Excerpts from point annotation data
##############################
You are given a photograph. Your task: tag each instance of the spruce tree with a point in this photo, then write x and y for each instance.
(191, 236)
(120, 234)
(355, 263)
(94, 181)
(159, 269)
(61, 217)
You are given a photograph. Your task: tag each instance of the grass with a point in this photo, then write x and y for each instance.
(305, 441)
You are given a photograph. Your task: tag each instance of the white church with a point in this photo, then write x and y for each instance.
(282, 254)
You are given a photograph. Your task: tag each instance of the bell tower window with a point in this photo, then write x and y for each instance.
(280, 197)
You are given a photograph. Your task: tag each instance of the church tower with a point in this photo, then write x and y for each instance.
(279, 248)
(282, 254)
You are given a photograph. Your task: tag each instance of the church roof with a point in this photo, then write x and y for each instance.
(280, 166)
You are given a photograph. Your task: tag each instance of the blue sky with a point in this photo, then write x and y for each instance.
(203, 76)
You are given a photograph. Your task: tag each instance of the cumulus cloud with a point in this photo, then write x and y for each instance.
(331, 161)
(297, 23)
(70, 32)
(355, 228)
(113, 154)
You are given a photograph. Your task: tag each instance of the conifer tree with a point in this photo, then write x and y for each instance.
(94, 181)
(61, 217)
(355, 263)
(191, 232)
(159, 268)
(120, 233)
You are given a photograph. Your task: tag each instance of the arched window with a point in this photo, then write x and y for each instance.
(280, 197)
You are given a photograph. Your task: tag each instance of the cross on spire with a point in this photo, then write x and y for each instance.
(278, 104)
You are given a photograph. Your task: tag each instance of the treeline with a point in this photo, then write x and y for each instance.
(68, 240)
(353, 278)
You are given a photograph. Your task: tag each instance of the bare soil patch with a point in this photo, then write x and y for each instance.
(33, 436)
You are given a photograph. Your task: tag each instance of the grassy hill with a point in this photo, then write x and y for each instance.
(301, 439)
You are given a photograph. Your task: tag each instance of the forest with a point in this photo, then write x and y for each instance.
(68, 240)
##############################
*PROBLEM DETAILS*
Quote the listing in full, please, keeping every line exact.

*RESPONSE*
You are given a photograph. Your task: tag each instance of the spruce tree with a point in this photo, then write x and y for each instance.
(191, 236)
(120, 234)
(355, 263)
(94, 181)
(159, 269)
(61, 217)
You are given a photograph. Your task: tag each instance of the grass with a point in this photo, then write x and y for each instance.
(305, 441)
You are given a photograph. Your task: tag each instance of the white church with a point in this photo, then write x and y for each instance.
(282, 254)
You are given a photograph. Your task: tag each instance of the bell tower window with a point in this photo, then write x and y for each instance.
(280, 197)
You are given a photograph. Your task: tag each instance of the church tower with a point in this photo, then write x and y for each instance.
(279, 248)
(282, 254)
You are given a photograph. Your task: tag each instance of the church roof with a point in this photo, then write x and y for each instance.
(280, 166)
You are given a photograph. Your task: tag each instance of the blue sky with a point in this photo, then write x and y for each instance.
(203, 76)
You are given a photograph. Your task: tag each instance of the cumulus cloud with a point in this photo, then write x and y for each instance.
(331, 161)
(297, 23)
(70, 32)
(355, 228)
(113, 154)
You are given a photograph. Your task: tag each instance of the conifer tree with a point in this photo, then write x and y for each instance.
(94, 181)
(61, 217)
(355, 263)
(191, 232)
(159, 268)
(120, 233)
You are given a photograph. Your task: tag each instance of the arched window with a point in this photo, then write x and y for each instance.
(280, 197)
You are given a photograph. Your task: tag each instance of the cross on spire with a point in this photo, then write x and y for each instance.
(278, 104)
You are given a photograph. Your task: tag each instance of the treeline with a point in this photo, then write x and y for each instance.
(68, 240)
(353, 278)
You are given a photograph. Your task: tag each instance of the bare soil patch with a point in this photo, then write x and y for each instance.
(33, 436)
You are given a photograph. Your task: tag each instance of the grassy hill with a point in this photo, then write x and y for each instance.
(301, 439)
You are given a photograph. Your task: tag each instance of the forest with a point in this photo, then write x and y for each instance.
(68, 240)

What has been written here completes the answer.